----- RAW DATA -----
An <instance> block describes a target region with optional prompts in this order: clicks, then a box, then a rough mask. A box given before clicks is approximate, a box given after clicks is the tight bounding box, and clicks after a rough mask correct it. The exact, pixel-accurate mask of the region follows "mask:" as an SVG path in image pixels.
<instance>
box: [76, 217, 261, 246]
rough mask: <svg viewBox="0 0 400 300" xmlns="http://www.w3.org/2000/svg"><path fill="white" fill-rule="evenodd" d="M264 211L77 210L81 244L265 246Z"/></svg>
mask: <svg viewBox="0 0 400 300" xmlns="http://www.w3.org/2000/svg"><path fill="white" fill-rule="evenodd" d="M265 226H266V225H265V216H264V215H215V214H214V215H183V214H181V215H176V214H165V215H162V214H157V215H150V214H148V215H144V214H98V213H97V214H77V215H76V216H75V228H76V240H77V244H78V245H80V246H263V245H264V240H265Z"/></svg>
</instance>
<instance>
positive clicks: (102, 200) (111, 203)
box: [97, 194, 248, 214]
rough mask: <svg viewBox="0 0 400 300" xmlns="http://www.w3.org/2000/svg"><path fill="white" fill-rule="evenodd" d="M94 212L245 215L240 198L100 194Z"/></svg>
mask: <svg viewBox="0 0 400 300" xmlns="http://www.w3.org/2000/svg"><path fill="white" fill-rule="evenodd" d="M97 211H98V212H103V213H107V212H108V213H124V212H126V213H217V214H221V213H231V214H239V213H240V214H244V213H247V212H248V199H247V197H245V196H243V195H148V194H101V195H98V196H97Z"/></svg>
-----
REQUIREMENT. Give back the opening line of the records above and every line after it, up to and including the one with "box: [76, 217, 261, 246]", unchanged.

RESPONSE AREA.
An <instance> block describes a target region with optional prompts in this order: clicks, then a box, then a rough mask. A box given before clicks is approximate, a box given after clicks is the tight bounding box, and clicks after a rough mask correct it. The exact, pixel-accurate mask of the region follows "mask:" as an SVG path in image pixels.
<instance>
box: [76, 217, 261, 246]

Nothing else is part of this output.